(Data shown)

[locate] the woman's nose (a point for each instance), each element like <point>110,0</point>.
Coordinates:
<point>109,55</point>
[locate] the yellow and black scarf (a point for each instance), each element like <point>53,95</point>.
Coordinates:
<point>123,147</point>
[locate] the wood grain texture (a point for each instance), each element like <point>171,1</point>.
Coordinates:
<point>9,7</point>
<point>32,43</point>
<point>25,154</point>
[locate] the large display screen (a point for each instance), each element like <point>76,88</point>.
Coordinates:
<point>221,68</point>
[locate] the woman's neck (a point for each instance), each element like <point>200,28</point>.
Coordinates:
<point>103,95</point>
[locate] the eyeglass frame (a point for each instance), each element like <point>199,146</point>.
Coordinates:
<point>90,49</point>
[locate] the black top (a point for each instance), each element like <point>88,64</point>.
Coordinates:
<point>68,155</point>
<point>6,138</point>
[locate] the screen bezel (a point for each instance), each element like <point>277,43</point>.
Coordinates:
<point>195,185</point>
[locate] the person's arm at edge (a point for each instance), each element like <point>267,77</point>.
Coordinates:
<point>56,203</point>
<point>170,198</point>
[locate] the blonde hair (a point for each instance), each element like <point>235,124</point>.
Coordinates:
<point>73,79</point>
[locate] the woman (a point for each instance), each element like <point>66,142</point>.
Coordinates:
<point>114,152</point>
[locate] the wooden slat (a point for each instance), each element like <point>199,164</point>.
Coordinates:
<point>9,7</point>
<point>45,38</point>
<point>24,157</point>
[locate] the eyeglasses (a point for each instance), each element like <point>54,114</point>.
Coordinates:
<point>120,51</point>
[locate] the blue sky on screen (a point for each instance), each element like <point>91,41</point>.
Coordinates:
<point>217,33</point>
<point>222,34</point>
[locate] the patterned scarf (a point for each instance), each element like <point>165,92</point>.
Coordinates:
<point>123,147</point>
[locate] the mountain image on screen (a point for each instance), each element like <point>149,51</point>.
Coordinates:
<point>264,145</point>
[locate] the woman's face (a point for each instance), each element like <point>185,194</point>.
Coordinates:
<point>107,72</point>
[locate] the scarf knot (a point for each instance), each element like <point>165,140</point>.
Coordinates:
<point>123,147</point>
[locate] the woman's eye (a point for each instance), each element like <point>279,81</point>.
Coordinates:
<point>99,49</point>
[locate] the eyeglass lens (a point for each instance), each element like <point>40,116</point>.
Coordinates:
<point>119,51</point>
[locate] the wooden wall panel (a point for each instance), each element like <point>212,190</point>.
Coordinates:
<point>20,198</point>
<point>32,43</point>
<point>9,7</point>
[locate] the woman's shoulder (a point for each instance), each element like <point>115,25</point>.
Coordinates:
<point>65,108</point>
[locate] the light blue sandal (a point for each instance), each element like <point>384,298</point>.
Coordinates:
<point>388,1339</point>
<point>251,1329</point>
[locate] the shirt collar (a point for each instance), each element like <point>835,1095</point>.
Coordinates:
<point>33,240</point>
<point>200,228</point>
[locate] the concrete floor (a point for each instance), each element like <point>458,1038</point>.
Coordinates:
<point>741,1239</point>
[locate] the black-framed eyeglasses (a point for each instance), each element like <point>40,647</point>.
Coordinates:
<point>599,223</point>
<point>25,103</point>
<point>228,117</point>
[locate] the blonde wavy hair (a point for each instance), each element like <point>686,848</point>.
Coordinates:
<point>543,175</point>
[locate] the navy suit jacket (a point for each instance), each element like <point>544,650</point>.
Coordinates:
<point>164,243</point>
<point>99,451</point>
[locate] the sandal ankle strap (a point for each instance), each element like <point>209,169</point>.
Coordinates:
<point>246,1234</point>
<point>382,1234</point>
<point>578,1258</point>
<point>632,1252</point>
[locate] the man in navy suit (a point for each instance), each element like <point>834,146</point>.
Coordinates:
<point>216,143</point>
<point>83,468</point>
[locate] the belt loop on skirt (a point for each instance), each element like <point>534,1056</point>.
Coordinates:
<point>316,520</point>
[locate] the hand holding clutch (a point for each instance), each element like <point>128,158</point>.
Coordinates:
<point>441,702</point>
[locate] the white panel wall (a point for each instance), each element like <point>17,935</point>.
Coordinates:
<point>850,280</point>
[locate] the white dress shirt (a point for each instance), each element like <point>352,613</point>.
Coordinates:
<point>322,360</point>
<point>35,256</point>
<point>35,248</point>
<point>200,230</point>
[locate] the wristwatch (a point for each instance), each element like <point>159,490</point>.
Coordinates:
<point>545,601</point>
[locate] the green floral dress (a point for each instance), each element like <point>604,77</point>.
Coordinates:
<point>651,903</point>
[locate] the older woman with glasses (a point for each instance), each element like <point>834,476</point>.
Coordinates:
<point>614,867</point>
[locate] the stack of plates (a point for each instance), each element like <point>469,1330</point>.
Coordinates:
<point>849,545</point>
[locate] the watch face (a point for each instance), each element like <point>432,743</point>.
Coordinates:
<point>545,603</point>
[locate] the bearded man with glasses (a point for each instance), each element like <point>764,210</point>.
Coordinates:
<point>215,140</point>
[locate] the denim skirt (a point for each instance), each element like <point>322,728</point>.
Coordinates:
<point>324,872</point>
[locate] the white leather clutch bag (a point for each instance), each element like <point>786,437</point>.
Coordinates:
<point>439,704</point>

(End Data shown)

*Work required:* Copy out each line carrying the string "white" from the data.

*Final answer:*
[locate] the white panel wall (a point for each instance), each element like <point>17,935</point>.
[locate] the white dress shirt (a point for each instance), each element like <point>352,613</point>.
[locate] the white leather clutch bag (a point for each instance), each element like <point>786,437</point>.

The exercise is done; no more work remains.